### Written instruction
In the Bastian Baker biography, rewrite the passage between "Bastien Kaltenbacher (born" and "Voice of Belgium).", inclusive, swapping "songwriter" for "composer".

### Document extract
· · · ·

Bastien Kaltenbacher (born 20 May 1991 in Lausanne), better known as Bastian Baker, is a Swiss singer, songwriter, performer and ice hockey player. He is currently under contract with HCV Martigny of the MySports League.

He was coach in the third season of The Voice Belgique (The Voice of Belgium).

Career
Born to a professional hockey player father, Bastian wanted to become a professional hockey player in the footsteps of his father and played on Swiss National League's Juniors Elite A side "Lausanne 4 Clubs" under the name Bastien Kaltenbacher. But interested in music as well, he joined the school choir in Villeneuve, and was given solo roles. A father of a friend saw him in a performance in 2010 during a social gathering and offered to produce his songs. His first single "Lucky" produced by Richard Meyer (aka Swayd) was launched in March 2011 and charted in the Swiss Singles Chart. He took part in Caprices Festival in April 2011 and at Montreux Jazz Festival on 16 July 2011 releasing his debut album, Tomorrow May Not Be Better, on 9 September 2011. The album reached No. 3 in the Swiss album charts and topped the Romandie Charts and earned him in 2012, the "Best Breaking Act" award during Prix Walo, the official Swiss Music Awards in French language. After that success, he was invited to perform in French television's Taratata. His album Tomorrow May Not Be Better was released in France on 27 April 2012 and his single "Lucky" gained success in France as well.

From 13 October to 10 November 2012, he took part in season 3 of Danse avec les stars partnering with Katrina Patchett finishing 7th out of 10 participating stars.

· · · ·

### Extracted records
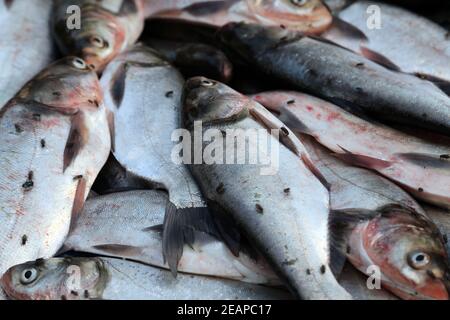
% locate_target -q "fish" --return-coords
[51,0,144,73]
[59,190,281,286]
[0,57,110,274]
[0,0,56,109]
[141,39,233,82]
[254,91,450,208]
[217,23,450,135]
[301,136,450,299]
[0,257,291,300]
[338,263,399,300]
[321,1,450,92]
[147,0,333,34]
[101,44,236,275]
[182,77,351,299]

· · · ·

### Reply
Bastien Kaltenbacher (born 20 May 1991 in Lausanne), better known as Bastian Baker, is a Swiss singer, composer, performer and ice hockey player. He is currently under contract with HCV Martigny of the MySports League.

He was coach in the third season of The Voice Belgique (The Voice of Belgium).